### Exercise requirements
Return the data below word for word, leaving out the pictures.
--- Information given ---
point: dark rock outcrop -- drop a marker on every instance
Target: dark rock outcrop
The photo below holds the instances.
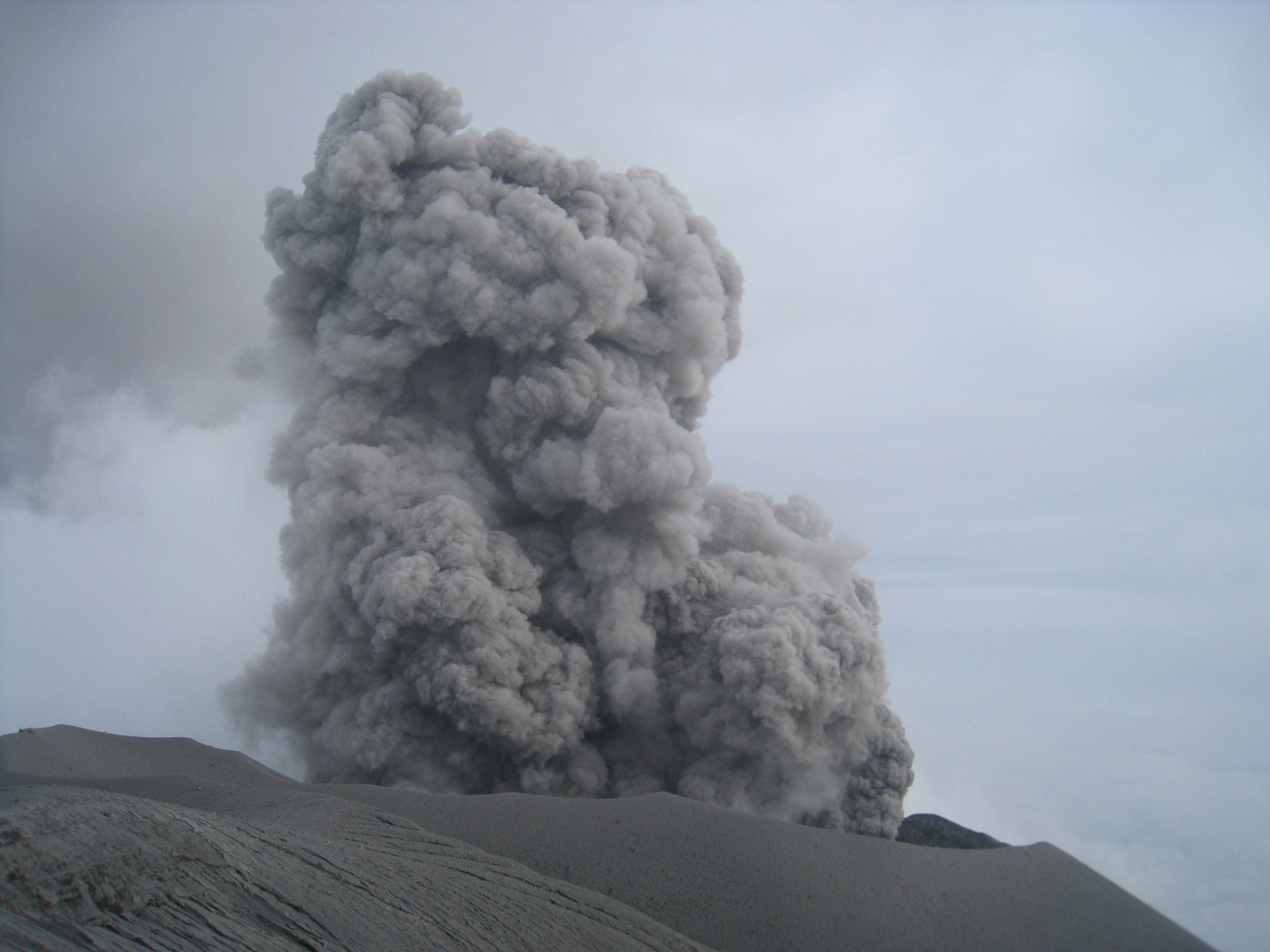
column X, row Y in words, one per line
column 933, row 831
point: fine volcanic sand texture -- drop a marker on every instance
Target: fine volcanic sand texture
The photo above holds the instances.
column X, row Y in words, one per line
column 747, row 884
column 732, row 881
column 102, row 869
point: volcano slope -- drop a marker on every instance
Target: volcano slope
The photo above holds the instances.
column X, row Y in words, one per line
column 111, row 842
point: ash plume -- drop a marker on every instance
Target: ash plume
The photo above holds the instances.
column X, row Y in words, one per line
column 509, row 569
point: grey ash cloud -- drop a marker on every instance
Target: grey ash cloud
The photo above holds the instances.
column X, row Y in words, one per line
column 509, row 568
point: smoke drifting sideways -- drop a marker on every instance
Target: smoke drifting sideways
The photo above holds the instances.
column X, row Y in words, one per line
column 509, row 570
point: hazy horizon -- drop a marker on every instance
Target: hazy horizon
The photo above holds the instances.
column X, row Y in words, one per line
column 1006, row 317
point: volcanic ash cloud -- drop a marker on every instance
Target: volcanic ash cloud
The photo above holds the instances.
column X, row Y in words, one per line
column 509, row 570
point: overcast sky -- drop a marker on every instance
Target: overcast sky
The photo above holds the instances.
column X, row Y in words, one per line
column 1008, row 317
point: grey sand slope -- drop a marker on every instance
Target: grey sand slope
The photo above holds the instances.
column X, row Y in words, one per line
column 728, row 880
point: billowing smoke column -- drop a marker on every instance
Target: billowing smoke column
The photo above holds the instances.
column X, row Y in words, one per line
---
### Exercise response
point: dark rock outcrop -- drop a marker on every instance
Target: dark rock outcrop
The photo below holds the instances.
column X, row Y in words, one per line
column 933, row 831
point: fine volcanic sand texture -- drop a marker on every instance
Target: fine volcanic sand texture
The photo above holds the instances.
column X, row Y in words, one per line
column 747, row 884
column 732, row 881
column 102, row 869
point: volcano slope -- drop a marker on every instance
Target: volcano slope
The photo above holds the instances.
column X, row Y in words, one per line
column 111, row 842
point: ash plume -- drop a marker on every instance
Target: ash plume
The photo above holds the instances.
column X, row Y in words, one per line
column 509, row 569
point: grey ash cloud -- drop a marker on every instance
Target: grey ash cloud
The photo above holds the instances.
column X, row Y in words, one per line
column 509, row 568
point: smoke drifting sideways -- drop a marker on every instance
Target: smoke drifting sideways
The photo above holds the instances.
column X, row Y in words, one per line
column 509, row 570
point: hazy horizon -- drop a marker on every instance
Target: hazy horizon
The photo above holds the instances.
column X, row Y in words, one per line
column 1006, row 317
point: volcanic ash cloud -- drop a marker on every instance
Target: volcanic ash cloud
The photo above holds the instances.
column X, row Y in words, one per line
column 509, row 570
point: overcast sky -- drop a marker on every instance
Target: overcast sky
The photo above holds the instances.
column X, row Y in words, one per line
column 1008, row 317
point: grey sand slope -- drop a marker on every instance
Target: grey sand slope
The photo above holds the instances.
column X, row Y in words, one per line
column 728, row 880
point: billowing smoke column -- drop a marker on every instance
Target: billowing smoke column
The photo above holds the instances.
column X, row Y in words, one per line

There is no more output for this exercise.